### [Required work]
Count the lines in the rows below that contain the string "hair". Reply with that number alone.
↓↓↓
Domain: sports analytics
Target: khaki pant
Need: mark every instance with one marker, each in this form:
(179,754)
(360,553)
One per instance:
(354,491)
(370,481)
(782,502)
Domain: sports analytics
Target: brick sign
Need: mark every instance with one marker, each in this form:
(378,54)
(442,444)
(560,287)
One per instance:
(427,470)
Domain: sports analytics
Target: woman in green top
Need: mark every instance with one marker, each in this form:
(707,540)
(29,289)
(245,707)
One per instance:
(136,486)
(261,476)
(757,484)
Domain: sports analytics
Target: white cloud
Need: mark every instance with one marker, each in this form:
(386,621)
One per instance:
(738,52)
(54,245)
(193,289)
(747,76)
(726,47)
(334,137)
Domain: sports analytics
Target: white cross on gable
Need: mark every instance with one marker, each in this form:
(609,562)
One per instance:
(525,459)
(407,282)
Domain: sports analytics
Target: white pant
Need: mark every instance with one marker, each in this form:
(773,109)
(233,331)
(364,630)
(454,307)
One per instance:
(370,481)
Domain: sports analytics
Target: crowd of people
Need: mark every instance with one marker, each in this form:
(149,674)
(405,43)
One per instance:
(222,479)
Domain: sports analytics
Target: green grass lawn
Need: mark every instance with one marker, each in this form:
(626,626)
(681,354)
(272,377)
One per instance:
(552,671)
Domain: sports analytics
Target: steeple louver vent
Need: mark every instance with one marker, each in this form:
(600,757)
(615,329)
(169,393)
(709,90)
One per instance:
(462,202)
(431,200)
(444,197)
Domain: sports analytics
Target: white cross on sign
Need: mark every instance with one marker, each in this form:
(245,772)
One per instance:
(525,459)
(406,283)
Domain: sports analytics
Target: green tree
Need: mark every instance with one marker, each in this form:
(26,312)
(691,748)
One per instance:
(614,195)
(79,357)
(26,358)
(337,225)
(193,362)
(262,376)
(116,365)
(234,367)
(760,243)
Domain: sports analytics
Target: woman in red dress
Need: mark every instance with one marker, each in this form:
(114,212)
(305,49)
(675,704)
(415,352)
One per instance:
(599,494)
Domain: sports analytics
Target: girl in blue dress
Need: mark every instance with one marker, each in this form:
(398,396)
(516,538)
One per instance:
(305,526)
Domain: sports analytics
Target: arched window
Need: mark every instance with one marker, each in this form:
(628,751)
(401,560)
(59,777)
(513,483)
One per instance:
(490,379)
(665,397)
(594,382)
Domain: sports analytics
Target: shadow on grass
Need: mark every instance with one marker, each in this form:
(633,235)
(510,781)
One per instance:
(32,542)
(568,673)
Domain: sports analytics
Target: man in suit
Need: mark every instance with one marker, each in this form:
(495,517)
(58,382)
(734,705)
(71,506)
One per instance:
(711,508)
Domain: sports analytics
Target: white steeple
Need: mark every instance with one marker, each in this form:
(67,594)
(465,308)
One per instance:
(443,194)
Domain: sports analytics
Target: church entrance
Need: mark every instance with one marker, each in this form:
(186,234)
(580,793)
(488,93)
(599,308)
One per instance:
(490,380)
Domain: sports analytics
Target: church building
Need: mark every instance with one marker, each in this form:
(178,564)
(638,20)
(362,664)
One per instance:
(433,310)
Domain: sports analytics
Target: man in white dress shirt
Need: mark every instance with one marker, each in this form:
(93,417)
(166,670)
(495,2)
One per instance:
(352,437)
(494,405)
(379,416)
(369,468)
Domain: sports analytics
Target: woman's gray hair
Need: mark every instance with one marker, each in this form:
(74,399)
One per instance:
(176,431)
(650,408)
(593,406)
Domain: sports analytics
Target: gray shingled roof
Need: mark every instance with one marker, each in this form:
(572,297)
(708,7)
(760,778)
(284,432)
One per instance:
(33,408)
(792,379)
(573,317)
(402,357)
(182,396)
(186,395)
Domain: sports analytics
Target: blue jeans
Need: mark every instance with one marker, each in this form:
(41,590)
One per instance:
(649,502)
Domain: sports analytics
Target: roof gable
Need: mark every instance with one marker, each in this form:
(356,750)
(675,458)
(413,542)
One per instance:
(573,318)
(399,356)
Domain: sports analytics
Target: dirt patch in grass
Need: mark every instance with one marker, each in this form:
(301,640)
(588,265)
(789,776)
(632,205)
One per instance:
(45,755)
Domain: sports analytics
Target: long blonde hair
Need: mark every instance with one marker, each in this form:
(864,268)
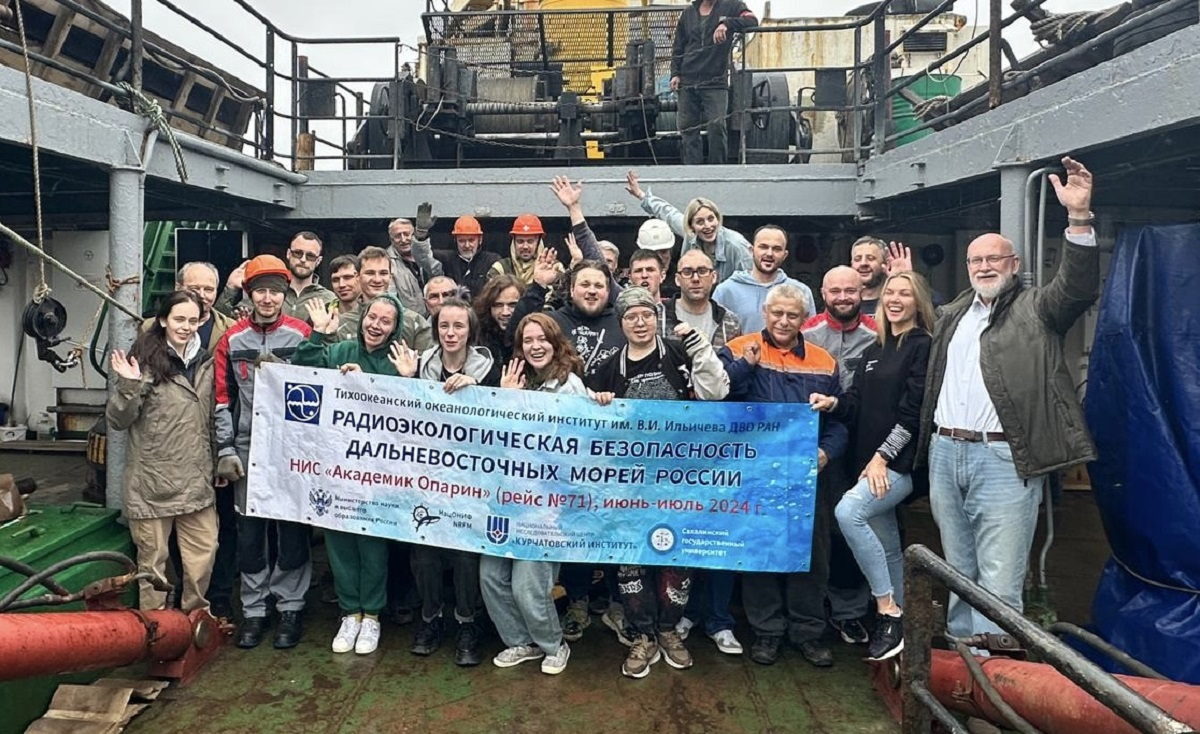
↑↑↑
### [Full answer]
2